◆ **THE DATA**:
* begin *

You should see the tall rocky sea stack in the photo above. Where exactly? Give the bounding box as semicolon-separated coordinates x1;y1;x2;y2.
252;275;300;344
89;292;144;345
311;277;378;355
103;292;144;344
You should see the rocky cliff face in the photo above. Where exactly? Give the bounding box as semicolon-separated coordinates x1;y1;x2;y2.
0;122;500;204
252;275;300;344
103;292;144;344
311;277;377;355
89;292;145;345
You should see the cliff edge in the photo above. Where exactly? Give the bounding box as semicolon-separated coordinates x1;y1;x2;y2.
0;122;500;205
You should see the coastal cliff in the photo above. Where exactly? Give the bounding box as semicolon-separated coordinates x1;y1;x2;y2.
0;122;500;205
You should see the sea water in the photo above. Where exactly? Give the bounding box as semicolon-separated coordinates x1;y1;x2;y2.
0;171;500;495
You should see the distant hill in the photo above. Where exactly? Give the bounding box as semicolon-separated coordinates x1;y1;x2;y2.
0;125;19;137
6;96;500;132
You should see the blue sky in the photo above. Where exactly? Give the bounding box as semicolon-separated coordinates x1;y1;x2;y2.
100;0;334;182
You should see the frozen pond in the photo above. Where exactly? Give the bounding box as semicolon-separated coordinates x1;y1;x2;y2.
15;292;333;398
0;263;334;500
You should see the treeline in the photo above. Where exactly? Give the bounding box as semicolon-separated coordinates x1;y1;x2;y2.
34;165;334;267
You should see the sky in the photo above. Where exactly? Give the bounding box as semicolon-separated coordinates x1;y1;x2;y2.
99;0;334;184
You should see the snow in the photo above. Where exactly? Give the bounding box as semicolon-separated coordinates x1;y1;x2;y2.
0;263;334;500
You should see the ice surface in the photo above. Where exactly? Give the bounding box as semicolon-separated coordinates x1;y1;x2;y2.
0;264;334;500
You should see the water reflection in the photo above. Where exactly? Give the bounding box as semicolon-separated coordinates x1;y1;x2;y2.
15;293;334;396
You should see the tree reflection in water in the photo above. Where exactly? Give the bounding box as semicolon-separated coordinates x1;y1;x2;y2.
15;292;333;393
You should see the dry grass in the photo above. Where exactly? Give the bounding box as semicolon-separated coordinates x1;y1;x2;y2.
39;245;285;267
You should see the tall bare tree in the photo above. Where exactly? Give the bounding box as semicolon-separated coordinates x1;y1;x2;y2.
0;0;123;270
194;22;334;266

* end *

Scale the records from the line containing "You should see the dry" through the end of the records. Give every line again, requests included, with each bounding box coordinate multiplied by 2.3 and rounded to a whole number, halves up.

You should see the dry grass in the photo above. Where exactly? Give the bounding box as semicolon-separated coordinates x1;y1;x2;y2.
90;564;656;614
You should see the tall bare tree in the photo above. Where exactly? Give the bounding box as semicolon-separated coordinates x1;y1;x2;y2.
0;0;283;621
446;51;768;612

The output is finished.